_Brief_
In every entry below, substitute "put a point" for "place a dot" and keep everything else unchanged. Leave the pictures out of your answer.

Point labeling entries
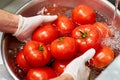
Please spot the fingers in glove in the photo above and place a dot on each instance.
(88, 54)
(49, 18)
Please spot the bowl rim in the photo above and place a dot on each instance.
(18, 11)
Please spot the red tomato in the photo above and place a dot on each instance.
(45, 34)
(21, 61)
(83, 14)
(103, 57)
(64, 24)
(44, 73)
(59, 66)
(36, 53)
(87, 36)
(103, 29)
(63, 48)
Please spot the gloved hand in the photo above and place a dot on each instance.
(77, 68)
(27, 25)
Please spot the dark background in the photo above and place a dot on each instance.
(113, 2)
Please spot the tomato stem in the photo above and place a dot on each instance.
(84, 34)
(41, 48)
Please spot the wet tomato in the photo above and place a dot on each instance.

_Exercise answer_
Please spot the fingers in glove in the photo above and put a point on each instance.
(88, 54)
(49, 18)
Please spot the bowl rim in the photo above and put a point on each instance.
(18, 11)
Please spot the red tomato in the photo above and put a point on each instance.
(45, 34)
(21, 61)
(83, 14)
(103, 57)
(64, 24)
(44, 73)
(59, 66)
(36, 53)
(87, 36)
(103, 29)
(63, 48)
Please spot the gloved hand in the photo above and put a point on each instance.
(77, 68)
(27, 25)
Please spot the dark background in the photo above and put a point on each instance.
(113, 2)
Please spot the tomato stem in the photo above and put a point on each instance.
(84, 34)
(41, 48)
Please spot the wet tomato in the photo above and put a point on each instance.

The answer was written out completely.